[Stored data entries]

....

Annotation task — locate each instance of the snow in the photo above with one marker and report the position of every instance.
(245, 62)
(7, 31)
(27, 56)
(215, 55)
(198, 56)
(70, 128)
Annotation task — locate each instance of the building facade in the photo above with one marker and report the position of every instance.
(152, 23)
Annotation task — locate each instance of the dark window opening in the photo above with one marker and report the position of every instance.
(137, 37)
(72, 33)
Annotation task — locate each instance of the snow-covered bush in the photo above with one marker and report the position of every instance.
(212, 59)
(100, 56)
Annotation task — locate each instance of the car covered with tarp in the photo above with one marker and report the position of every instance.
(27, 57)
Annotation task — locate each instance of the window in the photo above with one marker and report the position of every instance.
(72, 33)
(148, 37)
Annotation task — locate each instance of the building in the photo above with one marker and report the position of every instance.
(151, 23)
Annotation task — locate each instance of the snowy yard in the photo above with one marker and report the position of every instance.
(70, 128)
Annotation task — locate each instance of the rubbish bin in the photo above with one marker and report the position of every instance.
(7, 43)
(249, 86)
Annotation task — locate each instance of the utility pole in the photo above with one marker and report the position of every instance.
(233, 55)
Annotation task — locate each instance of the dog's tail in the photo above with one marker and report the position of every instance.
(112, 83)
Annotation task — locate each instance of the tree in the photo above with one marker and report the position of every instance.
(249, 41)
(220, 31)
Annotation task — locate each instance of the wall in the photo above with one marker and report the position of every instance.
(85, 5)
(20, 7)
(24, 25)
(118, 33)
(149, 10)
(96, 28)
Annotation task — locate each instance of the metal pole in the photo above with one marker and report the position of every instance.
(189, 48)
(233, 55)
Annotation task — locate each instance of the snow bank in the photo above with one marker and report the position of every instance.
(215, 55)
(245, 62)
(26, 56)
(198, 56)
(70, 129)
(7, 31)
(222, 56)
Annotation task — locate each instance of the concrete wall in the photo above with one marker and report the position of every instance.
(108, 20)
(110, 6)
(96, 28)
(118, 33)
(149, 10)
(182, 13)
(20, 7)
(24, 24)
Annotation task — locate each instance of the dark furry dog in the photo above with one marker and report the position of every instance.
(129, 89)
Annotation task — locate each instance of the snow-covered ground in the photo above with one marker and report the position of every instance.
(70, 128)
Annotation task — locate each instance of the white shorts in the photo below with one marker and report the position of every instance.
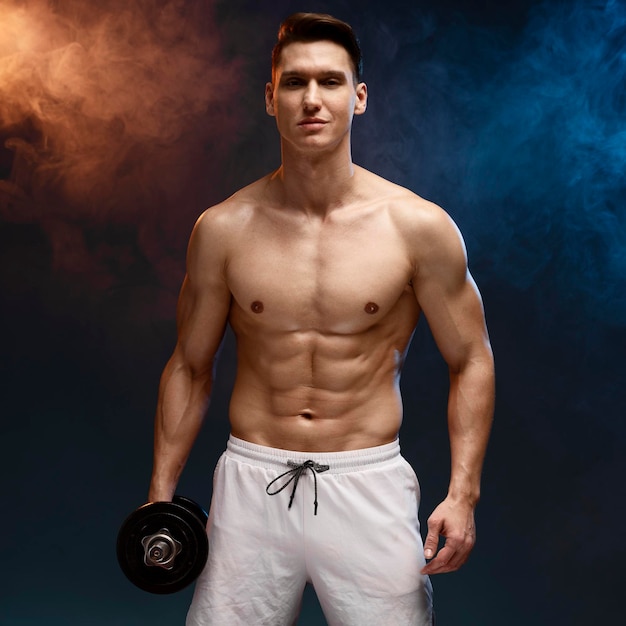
(362, 551)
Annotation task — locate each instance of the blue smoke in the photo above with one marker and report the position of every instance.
(523, 133)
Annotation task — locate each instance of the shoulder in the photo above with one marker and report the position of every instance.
(228, 219)
(220, 227)
(423, 224)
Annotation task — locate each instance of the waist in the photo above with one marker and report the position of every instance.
(338, 462)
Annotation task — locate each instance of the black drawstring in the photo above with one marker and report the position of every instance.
(295, 473)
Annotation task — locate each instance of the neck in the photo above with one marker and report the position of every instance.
(316, 184)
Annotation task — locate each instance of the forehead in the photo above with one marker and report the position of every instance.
(314, 56)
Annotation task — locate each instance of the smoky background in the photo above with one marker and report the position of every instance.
(121, 121)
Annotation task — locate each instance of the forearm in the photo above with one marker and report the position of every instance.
(470, 414)
(182, 404)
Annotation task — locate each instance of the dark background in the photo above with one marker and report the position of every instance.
(121, 121)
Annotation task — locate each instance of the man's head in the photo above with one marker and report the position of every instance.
(307, 27)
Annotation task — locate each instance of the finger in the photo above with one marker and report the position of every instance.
(450, 558)
(440, 563)
(432, 540)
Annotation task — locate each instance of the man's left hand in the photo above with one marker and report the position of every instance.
(453, 520)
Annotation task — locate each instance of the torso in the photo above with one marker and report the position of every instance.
(323, 311)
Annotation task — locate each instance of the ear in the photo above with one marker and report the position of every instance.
(361, 99)
(269, 99)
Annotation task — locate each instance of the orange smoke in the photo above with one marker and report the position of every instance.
(106, 113)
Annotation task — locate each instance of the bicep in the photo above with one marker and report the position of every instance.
(450, 299)
(203, 304)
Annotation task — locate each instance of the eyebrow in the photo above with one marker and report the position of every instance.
(324, 74)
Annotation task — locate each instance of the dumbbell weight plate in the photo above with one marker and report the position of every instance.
(185, 521)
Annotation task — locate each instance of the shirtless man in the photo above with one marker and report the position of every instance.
(322, 269)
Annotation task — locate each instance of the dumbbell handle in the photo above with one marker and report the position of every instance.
(160, 549)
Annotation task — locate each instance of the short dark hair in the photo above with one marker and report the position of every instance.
(306, 27)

....

:: ACTIVITY ::
Output every record above exactly as written, but skip the pictures.

:: TASK OUTPUT ::
Annotation task — locate each instance of the snow in the photo above with one marker and report the position of every instance.
(245, 62)
(7, 31)
(27, 56)
(215, 55)
(198, 56)
(70, 128)
Annotation task — locate each instance of the building facade in the photo above with one marker and report the position of every instance.
(152, 23)
Annotation task — locate each instance of the dark window opening in the photo above with one marker and report the position of every instance.
(137, 37)
(72, 33)
Annotation task — locate each instance of the snow-covered bush in the photo above with one marker and report the position of every instance.
(212, 59)
(100, 56)
Annotation task — locate each instance of the car covered with tarp in the photo above with one marker and report the position of every instance.
(27, 57)
Annotation task — locate each instance of the window in the photo above with one marker and report the position of every instance.
(72, 33)
(148, 37)
Annotation task — locate each instance of the building in the photo above with one marker and report the position of every instance.
(151, 23)
Annotation task — locate each instance of the snowy yard in the photo above with one marker and report the position of every instance.
(70, 128)
Annotation task — locate each instance of the rubbish bin in the photo above with one marker and report the position of every instance.
(7, 43)
(249, 86)
Annotation task — locate each instance of the utility pole in the photo above with one marker and report the position of every instance.
(233, 55)
Annotation task — locate each instance of the dog's tail in the photo above with one marker and report the position of every instance.
(112, 83)
Annotation task — locate each instance of the tree in the photo above with one marker and report the position of every instance.
(249, 41)
(220, 31)
Annotation task — locate each instance of the wall in the photo above with one marker and report the position of every instance.
(85, 5)
(20, 7)
(24, 25)
(118, 33)
(149, 10)
(96, 28)
Annotation task — locate each instance of the metal pole in the photo above with one marker and report the position of every instance.
(189, 48)
(233, 55)
Annotation task — locate each instance of the snow bank in the photo above with one marker and report the position of every instance.
(215, 55)
(245, 62)
(26, 56)
(198, 56)
(70, 129)
(7, 31)
(222, 56)
Annotation task — locate each instance of the concrete wall in the photo above with one marker and report the position of every instance.
(108, 20)
(110, 6)
(96, 28)
(118, 33)
(149, 10)
(182, 13)
(20, 7)
(24, 24)
Annotation task — locate each instance of the dark furry dog in the photo above with one marker and report the position of every instance.
(129, 89)
Annotation task — locate each instance of the snow-covered ground in the photo above with one marker and report the position of every instance.
(70, 128)
Annotation task — locate each instance of the white shorts in the photo below with one marker and report the position of every instance.
(362, 551)
Annotation task — locate each instance of the blue smoke in the photo above with one marker and report the position of every instance.
(523, 133)
Annotation task — locate each instance of the shoulder in the photo above with one marker and report the position of every instance.
(228, 219)
(220, 227)
(423, 224)
Annotation task — locate each instance of the waist in the photo above with one marker and report the position of every instance.
(338, 462)
Annotation task — locate each instance of the black drawstring in the photo above with one marker and report the position of every instance.
(295, 473)
Annotation task — locate each instance of the neck in the photo above with one marker and report the position of every instance.
(316, 184)
Annotation task — locate each instance of the forehead in the photo above with one marker and report the position of every instance.
(314, 56)
Annotation task — locate each instance of the smoky background in the photo above with one marker and report the position of every instance.
(121, 121)
Annotation task — locate each instance of the forearm in the photo above with one marker and report the position of every instance.
(470, 414)
(182, 404)
Annotation task — locate each instance of the dark background in the photo above with one marker and report the position of every instance.
(121, 121)
Annotation task — locate each instance of the man's head in the photo above with one marker and report the position of every instance.
(307, 27)
Annotation task — locate each instance of the finger in the photo above with one marker and report the position of every instance.
(450, 558)
(440, 563)
(432, 540)
Annotation task — locate each instance of the man's left hand in the photo above with one marker and report the position of every instance.
(453, 520)
Annotation task — locate each instance of the torso in the photo above with one marker and report the position of every instance.
(323, 311)
Annotation task — locate each instance of the ear in the photo above with one marker and report the position of every instance.
(361, 99)
(269, 99)
Annotation task — locate each instance of the orange smoke in the photo above with one marker and report the position of every instance.
(106, 113)
Annotation task — locate each instance of the bicep in the photo above with one marker and report the position of every instance.
(450, 299)
(203, 304)
Annotation task — locate each instance of the eyebrow in the photo above with one marker and report the position of every instance.
(324, 74)
Annotation task — locate each instance of the dumbbell weight plate in the photo above with one marker and report the position of every instance.
(185, 521)
Annotation task — locate each instance of the shirtless man in the photo above with one marker and report the position of every instance.
(322, 269)
Annotation task — locate each instance of the dumbbell handle in the photo above with one marker and report the position of every instance.
(160, 549)
Annotation task — locate each instance of the short dark hair in the photo above with one marker and report the position of every instance.
(306, 27)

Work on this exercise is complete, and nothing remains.